● Exercise directions
Copy every line of the rows below that contains the word "spectator", matching its case exactly.

┌─ Supplied data

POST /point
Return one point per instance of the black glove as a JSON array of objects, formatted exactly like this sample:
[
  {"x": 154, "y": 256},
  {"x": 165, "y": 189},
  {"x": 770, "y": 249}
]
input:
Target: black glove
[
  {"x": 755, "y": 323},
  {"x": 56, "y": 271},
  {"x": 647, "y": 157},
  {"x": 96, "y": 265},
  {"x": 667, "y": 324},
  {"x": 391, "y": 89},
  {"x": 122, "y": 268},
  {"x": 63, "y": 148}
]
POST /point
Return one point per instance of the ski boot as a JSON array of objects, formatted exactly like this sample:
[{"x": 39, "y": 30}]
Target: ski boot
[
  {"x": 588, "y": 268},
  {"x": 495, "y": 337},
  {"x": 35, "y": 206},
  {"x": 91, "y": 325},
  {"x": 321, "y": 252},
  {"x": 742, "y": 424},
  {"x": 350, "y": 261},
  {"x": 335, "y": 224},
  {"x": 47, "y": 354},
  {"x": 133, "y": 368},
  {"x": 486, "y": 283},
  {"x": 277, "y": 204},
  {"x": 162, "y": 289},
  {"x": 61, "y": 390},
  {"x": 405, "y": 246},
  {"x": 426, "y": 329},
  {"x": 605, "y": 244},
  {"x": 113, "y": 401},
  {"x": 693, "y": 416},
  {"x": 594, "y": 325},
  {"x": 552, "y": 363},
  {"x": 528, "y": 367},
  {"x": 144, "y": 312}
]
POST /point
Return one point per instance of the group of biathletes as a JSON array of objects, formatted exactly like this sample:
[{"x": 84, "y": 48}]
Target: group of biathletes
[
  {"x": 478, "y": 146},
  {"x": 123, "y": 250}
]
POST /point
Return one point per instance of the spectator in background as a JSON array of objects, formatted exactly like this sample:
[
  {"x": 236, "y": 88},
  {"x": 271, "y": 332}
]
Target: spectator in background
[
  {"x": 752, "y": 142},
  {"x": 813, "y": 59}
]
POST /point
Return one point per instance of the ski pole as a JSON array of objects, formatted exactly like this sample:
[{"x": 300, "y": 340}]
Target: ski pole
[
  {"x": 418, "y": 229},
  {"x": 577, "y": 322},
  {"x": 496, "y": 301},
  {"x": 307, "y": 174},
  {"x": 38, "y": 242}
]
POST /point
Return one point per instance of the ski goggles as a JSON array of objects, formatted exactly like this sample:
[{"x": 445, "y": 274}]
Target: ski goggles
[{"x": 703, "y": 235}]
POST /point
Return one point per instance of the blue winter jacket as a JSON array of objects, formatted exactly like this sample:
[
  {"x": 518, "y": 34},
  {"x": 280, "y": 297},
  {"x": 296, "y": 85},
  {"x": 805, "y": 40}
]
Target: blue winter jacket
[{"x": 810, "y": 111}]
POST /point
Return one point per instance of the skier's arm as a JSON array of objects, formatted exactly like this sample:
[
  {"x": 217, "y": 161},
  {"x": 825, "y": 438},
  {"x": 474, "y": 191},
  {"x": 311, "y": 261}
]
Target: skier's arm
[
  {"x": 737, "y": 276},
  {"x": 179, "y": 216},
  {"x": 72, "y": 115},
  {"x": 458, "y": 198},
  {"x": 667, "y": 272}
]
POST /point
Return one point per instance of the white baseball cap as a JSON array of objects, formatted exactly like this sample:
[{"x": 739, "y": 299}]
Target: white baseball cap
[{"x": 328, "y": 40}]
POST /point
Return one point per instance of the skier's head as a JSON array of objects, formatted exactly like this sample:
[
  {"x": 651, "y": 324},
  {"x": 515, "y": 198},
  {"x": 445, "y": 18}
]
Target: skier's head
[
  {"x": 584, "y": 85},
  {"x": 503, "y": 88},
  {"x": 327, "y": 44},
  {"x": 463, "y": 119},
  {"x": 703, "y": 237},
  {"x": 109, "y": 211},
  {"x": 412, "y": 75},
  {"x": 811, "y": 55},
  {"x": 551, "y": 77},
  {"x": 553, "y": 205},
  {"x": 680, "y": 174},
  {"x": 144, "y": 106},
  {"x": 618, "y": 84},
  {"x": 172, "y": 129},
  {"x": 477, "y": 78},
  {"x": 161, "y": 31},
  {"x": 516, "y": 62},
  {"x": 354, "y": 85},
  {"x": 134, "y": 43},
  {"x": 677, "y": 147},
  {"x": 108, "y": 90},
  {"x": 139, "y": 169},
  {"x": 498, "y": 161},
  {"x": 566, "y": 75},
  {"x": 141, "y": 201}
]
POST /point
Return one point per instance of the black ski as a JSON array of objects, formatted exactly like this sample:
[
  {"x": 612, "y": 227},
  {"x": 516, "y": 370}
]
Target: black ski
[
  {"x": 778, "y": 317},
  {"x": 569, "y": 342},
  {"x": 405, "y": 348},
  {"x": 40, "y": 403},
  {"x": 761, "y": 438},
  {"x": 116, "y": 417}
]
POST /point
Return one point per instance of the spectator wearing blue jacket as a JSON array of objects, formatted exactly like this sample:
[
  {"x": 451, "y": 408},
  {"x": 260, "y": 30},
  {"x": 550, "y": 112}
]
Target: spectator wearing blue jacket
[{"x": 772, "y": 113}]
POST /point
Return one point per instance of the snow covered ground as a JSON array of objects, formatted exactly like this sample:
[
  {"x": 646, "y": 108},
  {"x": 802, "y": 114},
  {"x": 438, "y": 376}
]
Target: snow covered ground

└─

● Output of the exercise
Return one point per instance of the spectator in background as a JSON array of objects, formatted exactly like this sample:
Target: spectator in background
Return one point per instance of the spectator wearing blue jacket as a JSON array of objects, formatted exactly like this sample:
Target: spectator wearing blue jacket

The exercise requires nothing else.